### WHAT IS REQUIRED
Reproduce each line exactly, including spacing and punctuation.

### RECORDS PROVIDED
──────────────────────────────

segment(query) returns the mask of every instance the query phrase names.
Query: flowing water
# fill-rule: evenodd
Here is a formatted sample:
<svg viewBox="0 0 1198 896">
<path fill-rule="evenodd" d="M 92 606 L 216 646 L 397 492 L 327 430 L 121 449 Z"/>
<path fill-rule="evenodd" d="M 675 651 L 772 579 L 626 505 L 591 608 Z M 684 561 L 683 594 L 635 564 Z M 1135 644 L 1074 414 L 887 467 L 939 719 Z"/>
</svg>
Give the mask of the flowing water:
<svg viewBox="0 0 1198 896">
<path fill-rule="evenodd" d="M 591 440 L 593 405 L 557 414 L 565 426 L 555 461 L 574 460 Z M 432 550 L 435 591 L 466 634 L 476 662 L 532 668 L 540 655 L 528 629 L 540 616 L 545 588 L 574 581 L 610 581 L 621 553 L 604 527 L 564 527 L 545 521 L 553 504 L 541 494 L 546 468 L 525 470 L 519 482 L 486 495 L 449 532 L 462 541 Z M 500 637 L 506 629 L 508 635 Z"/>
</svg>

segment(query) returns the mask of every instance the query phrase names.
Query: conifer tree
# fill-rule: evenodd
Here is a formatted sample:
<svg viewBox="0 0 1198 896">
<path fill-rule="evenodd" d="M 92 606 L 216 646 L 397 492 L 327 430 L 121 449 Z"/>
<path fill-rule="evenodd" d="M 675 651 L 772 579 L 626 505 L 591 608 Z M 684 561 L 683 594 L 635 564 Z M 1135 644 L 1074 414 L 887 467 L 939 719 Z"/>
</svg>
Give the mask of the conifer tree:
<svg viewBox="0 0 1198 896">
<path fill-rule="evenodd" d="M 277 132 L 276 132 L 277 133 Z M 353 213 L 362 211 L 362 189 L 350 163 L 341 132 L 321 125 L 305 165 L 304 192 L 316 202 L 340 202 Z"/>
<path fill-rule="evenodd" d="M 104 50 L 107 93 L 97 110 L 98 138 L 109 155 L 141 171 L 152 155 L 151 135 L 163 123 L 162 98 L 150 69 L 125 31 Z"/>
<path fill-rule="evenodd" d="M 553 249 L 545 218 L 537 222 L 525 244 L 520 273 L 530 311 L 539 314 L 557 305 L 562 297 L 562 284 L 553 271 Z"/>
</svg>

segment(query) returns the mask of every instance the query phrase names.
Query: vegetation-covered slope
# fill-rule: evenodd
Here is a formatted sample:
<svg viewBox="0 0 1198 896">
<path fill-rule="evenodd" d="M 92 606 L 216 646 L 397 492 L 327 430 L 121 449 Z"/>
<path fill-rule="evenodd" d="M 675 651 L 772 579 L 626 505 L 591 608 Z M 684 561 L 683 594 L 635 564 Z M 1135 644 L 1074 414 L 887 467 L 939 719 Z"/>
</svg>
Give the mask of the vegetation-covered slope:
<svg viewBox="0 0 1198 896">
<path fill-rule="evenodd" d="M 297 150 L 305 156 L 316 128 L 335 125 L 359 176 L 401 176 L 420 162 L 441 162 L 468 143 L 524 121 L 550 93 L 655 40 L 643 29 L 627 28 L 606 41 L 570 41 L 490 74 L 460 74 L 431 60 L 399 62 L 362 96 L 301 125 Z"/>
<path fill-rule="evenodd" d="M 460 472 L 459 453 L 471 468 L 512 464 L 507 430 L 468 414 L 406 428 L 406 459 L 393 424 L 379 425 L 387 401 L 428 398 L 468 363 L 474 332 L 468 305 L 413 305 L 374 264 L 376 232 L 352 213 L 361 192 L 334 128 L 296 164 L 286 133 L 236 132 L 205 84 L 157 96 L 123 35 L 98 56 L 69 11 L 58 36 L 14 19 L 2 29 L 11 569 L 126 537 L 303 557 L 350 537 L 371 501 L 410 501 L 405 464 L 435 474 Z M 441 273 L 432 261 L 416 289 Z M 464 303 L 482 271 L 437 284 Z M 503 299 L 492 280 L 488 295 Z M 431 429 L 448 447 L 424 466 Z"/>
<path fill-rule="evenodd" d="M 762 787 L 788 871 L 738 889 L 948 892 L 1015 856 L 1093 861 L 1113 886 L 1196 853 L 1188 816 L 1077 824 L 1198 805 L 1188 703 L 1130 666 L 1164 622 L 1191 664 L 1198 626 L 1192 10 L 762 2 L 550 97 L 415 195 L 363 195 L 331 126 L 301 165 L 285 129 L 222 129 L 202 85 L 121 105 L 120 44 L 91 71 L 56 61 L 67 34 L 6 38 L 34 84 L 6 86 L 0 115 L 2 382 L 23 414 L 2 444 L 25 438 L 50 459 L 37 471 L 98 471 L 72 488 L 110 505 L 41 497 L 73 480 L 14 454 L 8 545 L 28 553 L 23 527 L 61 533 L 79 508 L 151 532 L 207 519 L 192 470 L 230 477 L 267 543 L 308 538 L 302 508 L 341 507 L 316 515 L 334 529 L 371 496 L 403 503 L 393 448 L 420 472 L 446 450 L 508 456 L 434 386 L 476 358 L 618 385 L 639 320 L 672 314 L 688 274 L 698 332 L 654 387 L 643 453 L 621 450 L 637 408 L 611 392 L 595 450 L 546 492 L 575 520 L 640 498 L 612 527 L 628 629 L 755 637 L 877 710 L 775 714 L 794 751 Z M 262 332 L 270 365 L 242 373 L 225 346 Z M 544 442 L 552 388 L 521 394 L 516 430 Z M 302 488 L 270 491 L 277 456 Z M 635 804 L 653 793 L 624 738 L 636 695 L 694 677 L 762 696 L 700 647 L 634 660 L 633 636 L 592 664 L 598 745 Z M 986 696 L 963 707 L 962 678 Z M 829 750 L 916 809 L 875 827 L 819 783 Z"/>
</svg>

──────────────────────────────

### RESPONSE
segment(query) returns the mask of every instance the query phrase names.
Query: flowing water
# fill-rule: evenodd
Here is a formatted sample:
<svg viewBox="0 0 1198 896">
<path fill-rule="evenodd" d="M 92 606 L 216 646 L 397 492 L 327 430 L 121 449 Z"/>
<path fill-rule="evenodd" d="M 675 651 L 772 579 L 626 505 L 591 608 Z M 684 561 L 683 594 L 635 564 Z M 1135 644 L 1074 414 L 887 467 L 939 719 Z"/>
</svg>
Give the mask of the flowing water:
<svg viewBox="0 0 1198 896">
<path fill-rule="evenodd" d="M 591 440 L 593 405 L 557 414 L 565 426 L 555 461 L 574 460 Z M 432 550 L 435 591 L 466 634 L 476 662 L 532 668 L 540 655 L 528 629 L 540 616 L 545 588 L 574 581 L 610 581 L 621 553 L 604 527 L 564 527 L 545 521 L 553 504 L 541 494 L 546 468 L 525 470 L 519 482 L 486 495 L 449 532 L 462 541 Z M 500 637 L 506 629 L 508 635 Z"/>
</svg>

segment(query) returns the mask of every instance the query phrase names.
Query: conifer tree
# fill-rule: evenodd
Here is a formatted sample:
<svg viewBox="0 0 1198 896">
<path fill-rule="evenodd" d="M 92 606 L 216 646 L 397 492 L 327 430 L 121 449 Z"/>
<path fill-rule="evenodd" d="M 675 651 L 772 579 L 626 505 L 591 608 Z M 684 561 L 683 594 L 635 564 Z M 1135 644 L 1074 414 L 887 467 L 939 719 Z"/>
</svg>
Give the mask of the conifer tree:
<svg viewBox="0 0 1198 896">
<path fill-rule="evenodd" d="M 277 132 L 276 132 L 277 133 Z M 353 213 L 362 211 L 362 189 L 350 163 L 341 132 L 321 125 L 305 165 L 304 192 L 316 202 L 340 202 Z"/>
<path fill-rule="evenodd" d="M 104 50 L 107 93 L 97 110 L 98 138 L 109 155 L 141 171 L 152 155 L 151 135 L 163 123 L 162 98 L 150 69 L 125 31 Z"/>
<path fill-rule="evenodd" d="M 553 249 L 545 218 L 537 222 L 525 244 L 520 273 L 530 311 L 539 314 L 557 305 L 562 297 L 562 284 L 553 271 Z"/>
</svg>

segment(query) returns the mask of every instance the query phrase names.
Query: vegetation-covered slope
# fill-rule: evenodd
Here is a formatted sample:
<svg viewBox="0 0 1198 896">
<path fill-rule="evenodd" d="M 92 606 L 216 646 L 397 492 L 327 430 L 121 449 Z"/>
<path fill-rule="evenodd" d="M 675 651 L 772 579 L 626 505 L 591 608 Z M 684 561 L 683 594 L 635 564 Z M 1135 644 L 1074 414 L 887 467 L 939 719 Z"/>
</svg>
Give the mask of the vegetation-covered slope:
<svg viewBox="0 0 1198 896">
<path fill-rule="evenodd" d="M 297 150 L 305 156 L 316 128 L 335 125 L 359 176 L 401 176 L 420 162 L 441 162 L 468 143 L 524 121 L 550 93 L 655 40 L 643 29 L 627 28 L 606 41 L 570 41 L 490 74 L 460 74 L 431 60 L 399 62 L 362 96 L 301 125 Z"/>
<path fill-rule="evenodd" d="M 460 472 L 459 453 L 471 468 L 512 464 L 507 430 L 468 414 L 406 428 L 406 459 L 393 424 L 379 425 L 387 401 L 428 398 L 468 363 L 474 332 L 468 305 L 413 305 L 374 264 L 376 232 L 352 213 L 361 192 L 334 128 L 296 164 L 286 133 L 236 132 L 205 84 L 157 96 L 123 35 L 98 56 L 69 11 L 58 36 L 14 19 L 2 29 L 11 569 L 126 537 L 303 557 L 350 537 L 371 501 L 410 501 L 405 464 L 435 474 Z M 441 273 L 432 261 L 416 289 Z M 464 303 L 482 271 L 437 284 Z M 503 299 L 492 280 L 488 295 Z M 431 429 L 448 447 L 424 466 Z"/>
<path fill-rule="evenodd" d="M 762 787 L 788 871 L 738 889 L 948 892 L 1015 856 L 1093 861 L 1113 886 L 1196 853 L 1188 816 L 1077 824 L 1198 805 L 1188 703 L 1130 666 L 1164 622 L 1191 664 L 1198 626 L 1192 10 L 762 2 L 550 97 L 415 195 L 363 195 L 331 126 L 301 165 L 285 129 L 222 129 L 202 85 L 121 105 L 120 44 L 91 71 L 56 61 L 67 34 L 6 38 L 34 84 L 6 86 L 0 115 L 2 382 L 23 414 L 2 444 L 25 438 L 50 459 L 37 471 L 98 471 L 72 488 L 110 505 L 41 497 L 73 480 L 14 454 L 8 545 L 28 553 L 23 527 L 61 533 L 79 508 L 151 532 L 207 519 L 192 470 L 230 477 L 267 543 L 308 538 L 302 508 L 341 507 L 316 515 L 334 529 L 371 496 L 403 503 L 393 448 L 420 472 L 446 450 L 508 456 L 434 386 L 476 358 L 618 385 L 639 320 L 672 314 L 688 274 L 698 332 L 654 387 L 643 453 L 621 450 L 637 408 L 611 392 L 595 450 L 546 492 L 575 520 L 640 498 L 612 527 L 628 629 L 755 637 L 877 710 L 775 714 L 794 751 Z M 262 332 L 270 365 L 242 373 L 225 346 Z M 544 442 L 552 388 L 521 394 L 516 430 Z M 302 488 L 270 491 L 277 456 Z M 635 804 L 653 793 L 624 738 L 636 695 L 694 677 L 762 696 L 700 647 L 634 660 L 633 636 L 592 664 L 598 745 Z M 986 696 L 963 707 L 962 678 Z M 829 750 L 916 809 L 875 827 L 819 783 Z"/>
</svg>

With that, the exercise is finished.